■ **ПРЕДЛОЖЕННЫЙ ТЕКСТ**
Но роман «Три товарища» был последним романом Ремарка, могущим заслужить упрек в «иллюзии нейтрализма». Начиная с романа «Возлюби ближнего своего» писатель уже не «над схваткой», а в самом центре ее, и героем его становится человек не только антифашистских убеждений, но и антифашистского действия. Это политическое самоопределение и активизация ремарковского героя, наметившиеся с начала 40-х годов, были вызваны могучими общественно-историческими факторами того времени: антифашистской войной свободолюбивых народов, завершившейся разгромом третьего рейха и разоблачением перед лицом всего мира преступлений гитлеризма.

В романе «Возлюби ближнего своего» конфликты носят не столько частный, сколько политический характер. Герои — изгнанники из гитлеровской империи — являются носителями антифашистской темы. Изображение их трагической участи в Австрии, Чехословакии, Швейцарии и Франции тесно связано с резкой критикой той политики невмешательства и благожелательного нейтралитета по отношению к нацистской Германии, которую проводили Лига Наций и буржуазные правительства европейских стран. Особое значение в романе имеет образ мужественного, самоотверженного и великодушного человека — Штейнера. До эмиграции он был антифашистом-подпольщиком в одной из организаций Сопротивления. Вернувшись нелегально в Германию и попав в руки гитлеровцев, Штейнер в последнем героическом порыве выбрасывается из окна, увлекая за собой гестаповского палача.

■ **ЗАДАНИЯ**
1 – Кем был Штейнер до эмиграции, согласно тексту о романах Ремарка?
2 – Опираясь на текст о романах Ремарка, поясните, чем были вызваны политическое самоопределение и активизация ремарковского героя в начале 40-х годов.
3 – Подхватите текст о романах Ремарка и продолжите его после последнего предложения.

■ **ИСХОДНЫЕ ДАННЫЕ**
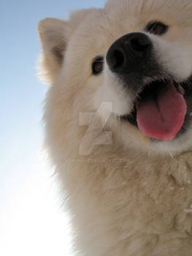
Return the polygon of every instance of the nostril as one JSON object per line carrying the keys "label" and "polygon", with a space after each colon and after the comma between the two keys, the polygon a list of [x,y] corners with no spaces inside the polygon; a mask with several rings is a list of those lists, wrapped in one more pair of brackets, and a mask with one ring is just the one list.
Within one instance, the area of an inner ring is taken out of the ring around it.
{"label": "nostril", "polygon": [[113,67],[116,68],[122,66],[124,62],[123,53],[119,50],[115,50],[113,53],[113,56],[115,59],[115,64]]}
{"label": "nostril", "polygon": [[132,49],[142,52],[146,50],[150,45],[148,41],[142,40],[141,38],[132,38],[130,43]]}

■ **ОТВЕТЫ К ЗАДАНИЯМ**
1 – Антифашистом-подпольщиком в одной из организаций Сопротивления.

2 – Их вызвали могучие общественно-исторические факторы того времени. Это антифашистская война свободолюбивых народов, которая завершилась разгромом третьего рейха и разоблачением перед всем миром преступлений гитлеризма.

3 –
Штейнер — ближайший предшественник Равика из романа «Триумфальная арка» (1946), ремарковского героя, вызвавшего в нашей критике особенно много споров. Объяснялось это, возможно, тем, что здесь писатель впервые создал образ не неизменный в своих основных качествах, а проходящий сложную духовную эволюцию, трудный путь нравственного роста.

Мы знакомимся с Равиком в нелегкие для него дни. Да и не только для него. Во Франции общественный подъем, связанный с движением Народного фронта, сменился спадом и ослаблением демократических сил. В Испании республика, которую в качестве военного хирурга защищал и Равик, доживает последние часы. Поощряемый мюнхенской политикой, германский фашизм все дальше простирает свои щупальца, и тень войны уже нависла над городами Европы. Все это в соединении с тяжкими и унизительными условиями эмигрантской жизни повергает героя в состояние духовного кризиса и волевой депрессии. Таким он предстает перед читателем на первых страницах романа.

Две силы пробуждают Равика из его летаргии, возрождают в нем жизненную энергию и волю к сопротивлению: любовь и ненависть.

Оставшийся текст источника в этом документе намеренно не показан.